═══ Excerpted records ═══
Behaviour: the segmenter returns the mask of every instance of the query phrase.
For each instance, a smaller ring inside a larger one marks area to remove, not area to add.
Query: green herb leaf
═══
═══ Excerpted records ═══
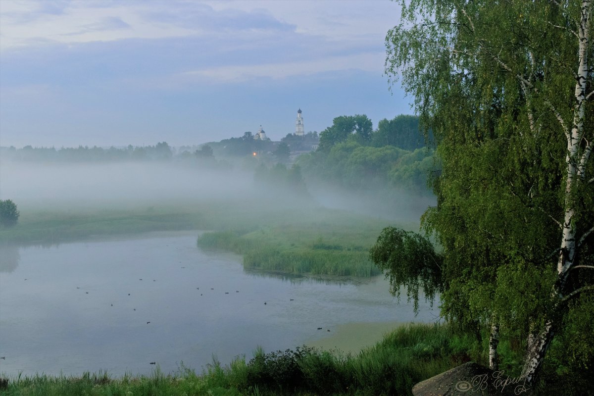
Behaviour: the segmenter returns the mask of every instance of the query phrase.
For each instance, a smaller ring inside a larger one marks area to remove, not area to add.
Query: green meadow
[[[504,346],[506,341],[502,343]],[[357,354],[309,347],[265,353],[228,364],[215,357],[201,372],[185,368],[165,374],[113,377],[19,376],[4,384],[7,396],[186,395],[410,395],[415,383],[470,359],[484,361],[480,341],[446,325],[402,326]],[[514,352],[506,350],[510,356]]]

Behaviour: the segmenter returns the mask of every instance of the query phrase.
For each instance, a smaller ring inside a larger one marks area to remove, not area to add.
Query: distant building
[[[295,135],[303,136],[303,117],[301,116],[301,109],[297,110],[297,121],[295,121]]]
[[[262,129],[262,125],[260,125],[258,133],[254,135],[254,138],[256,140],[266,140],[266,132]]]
═══
## [Task instructions]
Which lines of the records contain the word "green"? Copy each of those lines in full, counting a match only when the case is the same.

## [Result of this exercise]
Query: green herb leaf
Query: green meadow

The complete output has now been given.